====== DATA LINES

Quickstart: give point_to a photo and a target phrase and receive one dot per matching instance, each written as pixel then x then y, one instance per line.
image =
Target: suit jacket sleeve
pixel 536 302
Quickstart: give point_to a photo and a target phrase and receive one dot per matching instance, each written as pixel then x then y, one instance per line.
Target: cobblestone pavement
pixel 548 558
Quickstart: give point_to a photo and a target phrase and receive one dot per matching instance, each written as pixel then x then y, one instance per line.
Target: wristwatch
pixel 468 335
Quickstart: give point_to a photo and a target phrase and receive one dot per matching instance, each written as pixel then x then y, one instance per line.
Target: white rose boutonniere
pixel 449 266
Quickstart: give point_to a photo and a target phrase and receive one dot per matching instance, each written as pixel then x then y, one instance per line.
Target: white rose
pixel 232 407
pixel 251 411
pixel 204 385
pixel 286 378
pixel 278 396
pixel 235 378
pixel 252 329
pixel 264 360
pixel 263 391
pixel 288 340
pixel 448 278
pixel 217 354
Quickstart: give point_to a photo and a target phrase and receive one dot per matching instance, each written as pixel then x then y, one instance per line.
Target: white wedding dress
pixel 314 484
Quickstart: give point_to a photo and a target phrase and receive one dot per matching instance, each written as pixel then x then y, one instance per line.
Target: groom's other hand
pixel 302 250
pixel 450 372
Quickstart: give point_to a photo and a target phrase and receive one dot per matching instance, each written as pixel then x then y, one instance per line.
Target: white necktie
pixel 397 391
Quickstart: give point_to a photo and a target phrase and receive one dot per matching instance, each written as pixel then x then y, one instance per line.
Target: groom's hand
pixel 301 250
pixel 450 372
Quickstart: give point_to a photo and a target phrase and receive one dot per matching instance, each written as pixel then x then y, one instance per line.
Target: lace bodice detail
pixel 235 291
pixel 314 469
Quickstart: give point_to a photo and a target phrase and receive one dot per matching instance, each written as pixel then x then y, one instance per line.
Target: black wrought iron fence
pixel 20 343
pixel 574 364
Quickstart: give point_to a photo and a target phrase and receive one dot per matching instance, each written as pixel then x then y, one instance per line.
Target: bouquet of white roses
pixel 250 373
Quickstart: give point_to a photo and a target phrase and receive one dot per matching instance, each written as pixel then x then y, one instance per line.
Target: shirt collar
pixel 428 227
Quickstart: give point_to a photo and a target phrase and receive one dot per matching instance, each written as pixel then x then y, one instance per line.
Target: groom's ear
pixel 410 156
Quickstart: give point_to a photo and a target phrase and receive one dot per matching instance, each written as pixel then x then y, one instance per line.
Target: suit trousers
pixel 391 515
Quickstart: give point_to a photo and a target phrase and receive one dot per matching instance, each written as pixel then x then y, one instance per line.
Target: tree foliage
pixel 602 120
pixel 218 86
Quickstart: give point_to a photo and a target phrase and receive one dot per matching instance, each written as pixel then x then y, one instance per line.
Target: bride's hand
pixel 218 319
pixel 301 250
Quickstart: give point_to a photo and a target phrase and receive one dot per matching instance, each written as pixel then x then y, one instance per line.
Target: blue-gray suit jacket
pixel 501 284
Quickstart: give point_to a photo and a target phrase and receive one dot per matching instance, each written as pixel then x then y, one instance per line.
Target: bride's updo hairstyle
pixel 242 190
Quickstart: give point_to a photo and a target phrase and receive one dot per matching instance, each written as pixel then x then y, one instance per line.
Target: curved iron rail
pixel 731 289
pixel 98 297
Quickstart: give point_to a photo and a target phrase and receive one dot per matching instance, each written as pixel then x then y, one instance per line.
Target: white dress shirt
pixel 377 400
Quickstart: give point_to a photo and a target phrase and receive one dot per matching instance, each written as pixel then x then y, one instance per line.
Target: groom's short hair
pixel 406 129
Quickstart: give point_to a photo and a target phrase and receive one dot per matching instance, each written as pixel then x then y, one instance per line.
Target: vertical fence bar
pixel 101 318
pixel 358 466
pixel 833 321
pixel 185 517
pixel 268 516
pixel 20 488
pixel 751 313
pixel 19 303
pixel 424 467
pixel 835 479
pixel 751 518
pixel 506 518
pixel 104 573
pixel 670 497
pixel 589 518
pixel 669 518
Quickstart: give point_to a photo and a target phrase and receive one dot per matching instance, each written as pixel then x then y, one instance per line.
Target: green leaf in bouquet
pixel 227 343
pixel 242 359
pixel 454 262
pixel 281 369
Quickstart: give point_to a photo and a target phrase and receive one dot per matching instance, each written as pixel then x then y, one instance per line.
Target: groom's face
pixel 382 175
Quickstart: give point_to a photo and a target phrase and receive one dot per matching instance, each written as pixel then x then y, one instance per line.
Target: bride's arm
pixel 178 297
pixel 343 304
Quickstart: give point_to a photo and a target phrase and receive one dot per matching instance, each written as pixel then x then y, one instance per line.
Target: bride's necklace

============

**DO THIS**
All of the entries above need to be reproduced exactly.

**IN RESPONSE**
Quickstart: give point_to a photo and a target phrase and receive one dot per matching instance, each written as pixel then x then y, one instance per line.
image =
Target: suit jacket sleeve
pixel 536 302
Quickstart: give point_to a photo and a target phrase and receive one dot per matching instance, each written as pixel then x then y, one instance per line.
Target: cobblestone pavement
pixel 548 558
Quickstart: give point_to a photo and a target phrase and receive one dot per matching instance, each written as pixel then x then y, one instance per line.
Target: wristwatch
pixel 468 335
Quickstart: give point_to a photo and a target phrase and receive one dot per matching instance, each written as pixel then x then y, one instance per line.
Target: white rose boutonniere
pixel 449 266
Quickstart: give point_to a photo and a target phrase and receive one dot per matching instance, each written as pixel then x then y, one instance per line.
Target: white rose
pixel 232 407
pixel 251 411
pixel 204 385
pixel 286 378
pixel 278 396
pixel 235 378
pixel 252 329
pixel 264 360
pixel 263 391
pixel 288 340
pixel 448 278
pixel 217 354
Quickstart: give point_to a photo and a target phrase and receive one dot per matching instance, each written as pixel then x then y, one instance per line.
Target: white wedding dress
pixel 314 484
Quickstart: give point_to a photo and a target phrase and receive one dot per matching instance, each written as pixel then x then y, one instance per line.
Target: groom's other hand
pixel 302 250
pixel 450 372
Quickstart: give point_to a photo and a target phrase and receive one dot per matching instance, each written as pixel then x then y, one instance per line.
Target: white necktie
pixel 397 391
Quickstart: give point_to a photo and a target phrase and receive one dot per matching instance, each written as pixel then x then y, one instance per line.
Target: groom's hand
pixel 301 250
pixel 450 372
Quickstart: give point_to a photo and a target phrase and receive one dot per matching instance, each written as pixel then x then y, one instance per line.
Target: lace bodice detail
pixel 235 291
pixel 314 469
Quickstart: give point_to a photo and a target phrase and receive one dot per matching instance, each written as pixel then x then y, one instance per line.
Target: black wrought iron fence
pixel 20 343
pixel 574 364
Quickstart: give point_to a photo and a target phrase and receive one dot per matching instance, each written as pixel then x then y, one instance per line.
Target: bouquet of white roses
pixel 250 373
Quickstart: give point_to a photo and a target phrase and receive one dot per matching instance, each written as pixel then x then y, one instance per line.
Target: shirt collar
pixel 428 227
Quickstart: give point_to a photo and a target phrase and receive one dot per matching instance, each written as pixel then x then y, one instance per line.
Target: groom's ear
pixel 410 156
Quickstart: give point_to a photo and a target phrase and receive one dot per matching instance, each written as pixel then x then y, one instance per line.
Target: suit trousers
pixel 391 515
Quickstart: give point_to a photo and a target phrase and receive one dot per matching instance, each written as pixel then x then y, one instance per line.
Target: tree foliage
pixel 602 120
pixel 218 86
Quickstart: give point_to a photo and a target phrase and receive one dot per matching instance, each written as pixel then x then y, one instance per line.
Target: bride's hand
pixel 218 319
pixel 301 250
Quickstart: give point_to a photo and a target phrase and receive one dot per matching instance, each written as pixel then x then y, one instance per line.
Target: blue-gray suit jacket
pixel 501 284
Quickstart: give point_to a photo and a target phrase and receive one dot per matching instance, each written as pixel then x then y, one instance per line.
Target: bride's updo hairstyle
pixel 242 190
Quickstart: give point_to a photo and a target phrase and receive one dot per matching instance, each written as pixel then x then y, one instance per line.
Target: curved iron rail
pixel 731 289
pixel 98 297
Quickstart: give point_to a photo and a target phrase and receive one dot per matching instance, each written as pixel then x then y, one instance per line.
Target: white dress shirt
pixel 377 400
Quickstart: give point_to a photo and a target phrase and receive one dot per matching instance, each written as pixel then x then y, one instance per line.
Target: groom's short hair
pixel 406 129
Quickstart: give point_to a photo and a target phrase and receive one dot per matching instance, each written as pixel then x then y, one instance per line.
Target: vertical fence bar
pixel 101 318
pixel 358 466
pixel 833 321
pixel 185 517
pixel 268 516
pixel 20 488
pixel 751 313
pixel 19 303
pixel 424 467
pixel 835 479
pixel 751 518
pixel 506 518
pixel 104 573
pixel 670 497
pixel 589 518
pixel 669 518
Quickstart: give point_to a photo and a target phrase and receive one dot per matching instance, each written as pixel then x then y, one instance per line.
Target: green leaf in bouquet
pixel 227 343
pixel 242 359
pixel 454 262
pixel 281 369
Quickstart: give point_to a photo and a target phrase and receive one dot per matching instance, each written as pixel then x then y, one instance per line.
Target: groom's face
pixel 382 175
Quickstart: give point_to a photo and a target phrase and receive one dot per matching instance, each written as pixel then x then y, one instance per line.
Target: bride's arm
pixel 178 297
pixel 343 304
Quickstart: give point_to a photo and a target phrase and receive one dot per matching instance, each written as pixel then x then y, one instance per line.
Target: bride's necklace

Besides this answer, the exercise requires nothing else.